Your assignment →
Every line in the listing that holds "clicks" counts once; state the total and nothing more.

Working data →
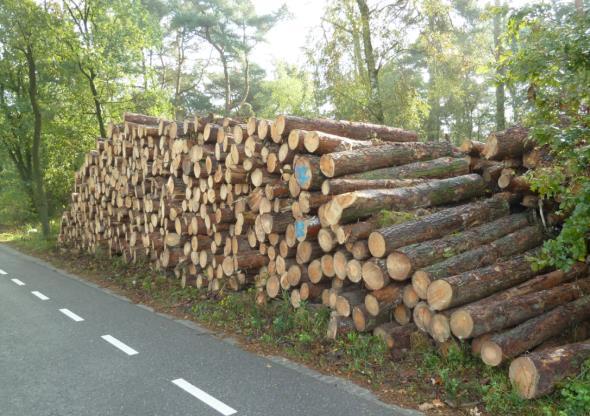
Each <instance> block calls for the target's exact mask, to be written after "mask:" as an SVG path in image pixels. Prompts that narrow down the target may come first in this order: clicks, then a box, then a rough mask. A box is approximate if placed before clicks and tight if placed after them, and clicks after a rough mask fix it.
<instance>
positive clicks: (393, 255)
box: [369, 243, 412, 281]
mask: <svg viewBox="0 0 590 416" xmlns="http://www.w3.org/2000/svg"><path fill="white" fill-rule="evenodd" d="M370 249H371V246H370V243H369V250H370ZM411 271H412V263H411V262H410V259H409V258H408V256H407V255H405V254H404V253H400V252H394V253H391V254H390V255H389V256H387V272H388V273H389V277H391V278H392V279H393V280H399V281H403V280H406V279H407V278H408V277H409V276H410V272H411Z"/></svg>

Response below →
2